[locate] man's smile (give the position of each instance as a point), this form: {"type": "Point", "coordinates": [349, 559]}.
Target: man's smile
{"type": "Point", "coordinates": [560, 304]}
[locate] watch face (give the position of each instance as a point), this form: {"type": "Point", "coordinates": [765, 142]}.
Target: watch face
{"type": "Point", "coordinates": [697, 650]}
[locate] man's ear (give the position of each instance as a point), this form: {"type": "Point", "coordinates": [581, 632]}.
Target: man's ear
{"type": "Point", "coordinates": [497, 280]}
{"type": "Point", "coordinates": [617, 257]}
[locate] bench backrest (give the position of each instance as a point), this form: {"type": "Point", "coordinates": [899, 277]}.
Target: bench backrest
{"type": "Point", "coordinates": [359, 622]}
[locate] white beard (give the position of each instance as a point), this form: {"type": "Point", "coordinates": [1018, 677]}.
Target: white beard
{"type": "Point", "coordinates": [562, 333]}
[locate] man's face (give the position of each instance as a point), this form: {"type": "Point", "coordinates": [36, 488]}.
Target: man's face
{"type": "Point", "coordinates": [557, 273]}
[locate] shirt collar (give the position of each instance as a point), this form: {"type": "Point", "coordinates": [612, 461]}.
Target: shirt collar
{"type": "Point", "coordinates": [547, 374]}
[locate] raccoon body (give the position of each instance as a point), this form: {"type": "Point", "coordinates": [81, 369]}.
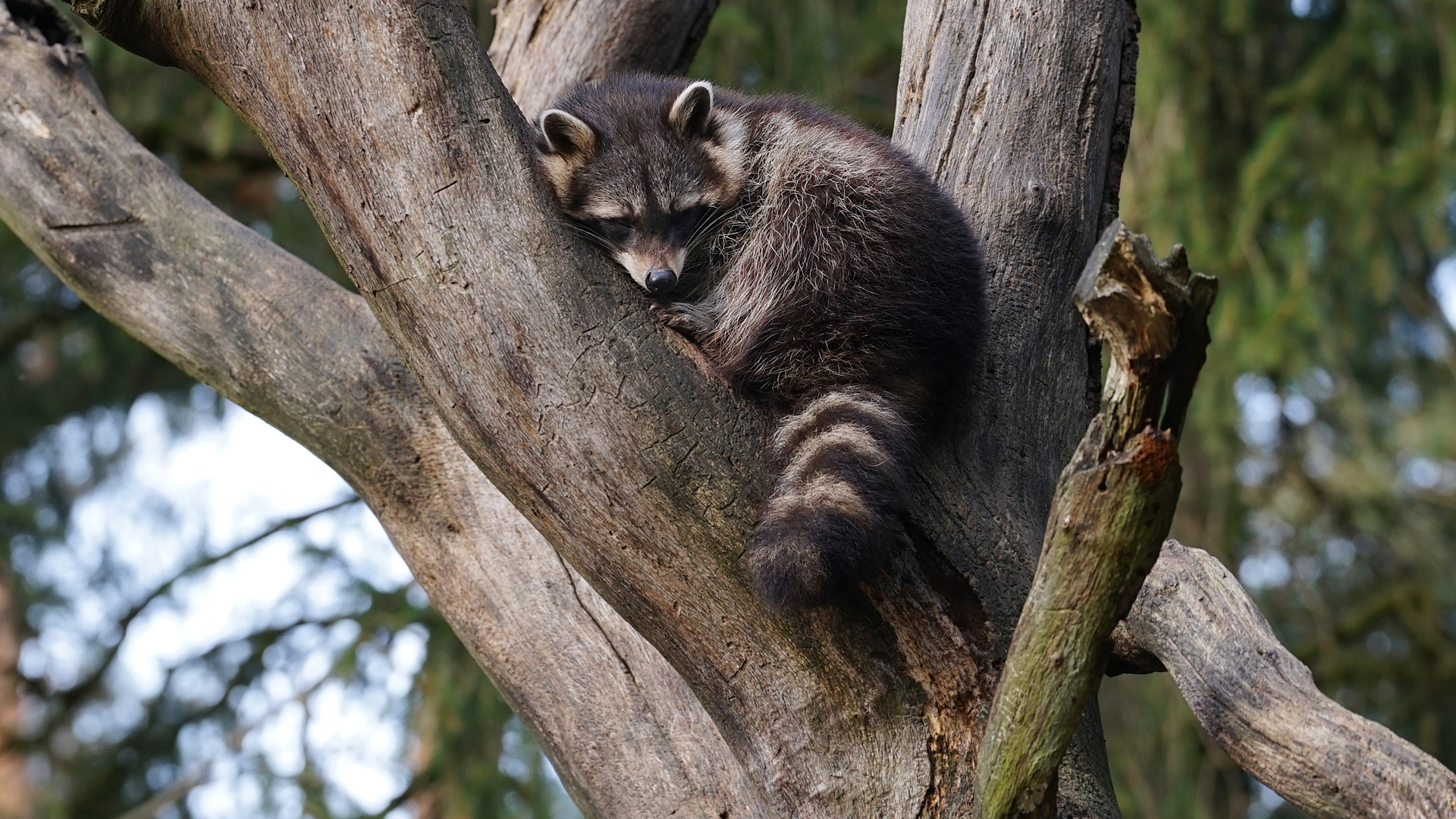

****************************************

Exercise brief. Produce the number of lines in the data containing the string "give", with nothing added.

Written reply. 8